INSTRUCTIONS TO FOLLOW:
Rewrite the rows below with every "distant hill" changed to "far ridge" and nothing else altered.

PROVIDED RECORDS:
* * *

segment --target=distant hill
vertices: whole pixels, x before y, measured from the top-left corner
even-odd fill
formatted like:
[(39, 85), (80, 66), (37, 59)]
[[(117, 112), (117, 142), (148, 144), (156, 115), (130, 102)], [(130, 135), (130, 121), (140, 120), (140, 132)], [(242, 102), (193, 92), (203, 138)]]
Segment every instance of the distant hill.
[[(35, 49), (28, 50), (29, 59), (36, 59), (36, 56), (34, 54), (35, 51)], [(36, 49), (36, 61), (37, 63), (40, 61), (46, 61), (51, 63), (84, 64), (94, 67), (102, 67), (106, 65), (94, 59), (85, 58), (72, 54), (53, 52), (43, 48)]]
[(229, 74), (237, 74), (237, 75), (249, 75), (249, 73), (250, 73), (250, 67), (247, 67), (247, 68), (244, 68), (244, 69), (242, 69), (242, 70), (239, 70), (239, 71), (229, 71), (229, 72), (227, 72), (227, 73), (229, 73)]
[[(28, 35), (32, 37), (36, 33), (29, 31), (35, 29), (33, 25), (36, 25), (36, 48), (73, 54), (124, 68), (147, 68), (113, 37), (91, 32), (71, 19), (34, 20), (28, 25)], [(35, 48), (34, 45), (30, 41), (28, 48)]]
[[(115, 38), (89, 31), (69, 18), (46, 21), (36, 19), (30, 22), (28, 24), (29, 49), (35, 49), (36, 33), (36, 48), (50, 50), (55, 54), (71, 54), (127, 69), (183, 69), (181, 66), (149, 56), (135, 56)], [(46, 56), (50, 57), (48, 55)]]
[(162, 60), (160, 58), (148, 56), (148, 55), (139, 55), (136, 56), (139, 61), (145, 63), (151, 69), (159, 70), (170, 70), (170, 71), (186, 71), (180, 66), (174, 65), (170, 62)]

* * *

FINAL RESULT:
segment --target=far ridge
vertices: whole pixels, x before y, measured from the top-left corner
even-odd fill
formatted like:
[(39, 85), (80, 66), (37, 59)]
[[(117, 112), (117, 142), (148, 144), (156, 115), (130, 102)], [(130, 135), (130, 121), (140, 120), (140, 132)], [(242, 102), (193, 92), (203, 138)]]
Segment every instance of the far ridge.
[[(35, 49), (28, 50), (29, 59), (36, 59), (36, 56), (34, 54), (35, 51)], [(36, 49), (36, 61), (37, 63), (40, 61), (46, 61), (51, 63), (84, 64), (94, 67), (102, 67), (106, 65), (94, 59), (85, 58), (72, 54), (53, 52), (43, 48)]]
[(229, 74), (237, 74), (237, 75), (249, 75), (249, 73), (250, 73), (250, 67), (247, 67), (247, 68), (244, 68), (244, 69), (242, 69), (242, 70), (239, 70), (239, 71), (229, 71), (229, 72), (227, 72), (227, 73), (229, 73)]
[[(28, 35), (32, 37), (36, 33), (29, 31), (35, 29), (33, 25), (36, 25), (36, 48), (73, 54), (124, 68), (147, 68), (113, 37), (91, 32), (71, 19), (34, 20), (28, 25)], [(35, 48), (34, 45), (30, 41), (28, 48)]]
[[(115, 38), (89, 31), (69, 18), (46, 21), (36, 19), (30, 22), (28, 24), (29, 49), (35, 49), (36, 33), (36, 48), (50, 50), (55, 54), (71, 54), (127, 69), (183, 69), (181, 66), (149, 56), (135, 56)], [(46, 56), (50, 57), (48, 55)]]
[(162, 60), (160, 58), (148, 56), (148, 55), (139, 55), (136, 56), (139, 61), (145, 63), (151, 69), (159, 70), (170, 70), (170, 71), (186, 71), (180, 66), (174, 65), (170, 62)]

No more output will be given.